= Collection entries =
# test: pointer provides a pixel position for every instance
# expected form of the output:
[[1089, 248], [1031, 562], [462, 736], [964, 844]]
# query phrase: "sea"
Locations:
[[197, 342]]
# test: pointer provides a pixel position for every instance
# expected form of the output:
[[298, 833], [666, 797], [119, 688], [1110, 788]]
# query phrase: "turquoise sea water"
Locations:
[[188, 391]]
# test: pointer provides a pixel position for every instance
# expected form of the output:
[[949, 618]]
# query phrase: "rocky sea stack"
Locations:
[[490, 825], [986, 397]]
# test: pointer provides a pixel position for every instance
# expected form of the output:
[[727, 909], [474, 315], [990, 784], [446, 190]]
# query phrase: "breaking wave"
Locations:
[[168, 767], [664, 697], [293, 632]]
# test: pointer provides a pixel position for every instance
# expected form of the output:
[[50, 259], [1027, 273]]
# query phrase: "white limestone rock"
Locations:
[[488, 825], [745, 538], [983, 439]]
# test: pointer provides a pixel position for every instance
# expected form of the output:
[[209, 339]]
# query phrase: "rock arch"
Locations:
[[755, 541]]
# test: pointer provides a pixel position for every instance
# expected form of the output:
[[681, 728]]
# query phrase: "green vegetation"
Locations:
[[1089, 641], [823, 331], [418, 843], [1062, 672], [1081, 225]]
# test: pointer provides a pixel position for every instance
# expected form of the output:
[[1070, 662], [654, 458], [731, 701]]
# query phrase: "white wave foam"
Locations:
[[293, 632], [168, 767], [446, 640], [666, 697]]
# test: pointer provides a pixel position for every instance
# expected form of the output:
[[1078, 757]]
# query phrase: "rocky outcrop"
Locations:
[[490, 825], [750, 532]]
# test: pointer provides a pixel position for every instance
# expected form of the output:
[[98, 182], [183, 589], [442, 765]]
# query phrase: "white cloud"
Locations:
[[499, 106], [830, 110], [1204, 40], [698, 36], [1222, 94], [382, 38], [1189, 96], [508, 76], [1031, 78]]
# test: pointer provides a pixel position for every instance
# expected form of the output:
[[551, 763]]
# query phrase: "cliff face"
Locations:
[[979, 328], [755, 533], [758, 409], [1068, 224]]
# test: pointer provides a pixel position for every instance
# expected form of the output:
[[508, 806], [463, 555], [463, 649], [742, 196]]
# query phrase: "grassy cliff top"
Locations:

= WHAT NEEDS TO BE DONE =
Find every line in the records above that holds the word "phrase", and copy each one.

= YOUR SOLUTION =
# query phrase: "sea"
# query phrase: "turquoise sea water"
# query phrase: "rocky sea stack"
# query phrase: "breaking wave"
# query phrase: "white limestone rock"
# query phrase: "rock arch"
# query phrase: "green vegetation"
# query phrase: "white wave foam"
# query phrase: "rocky outcrop"
# query phrase: "white cloud"
# query phrase: "cliff face"
# query phrase: "grassy cliff top"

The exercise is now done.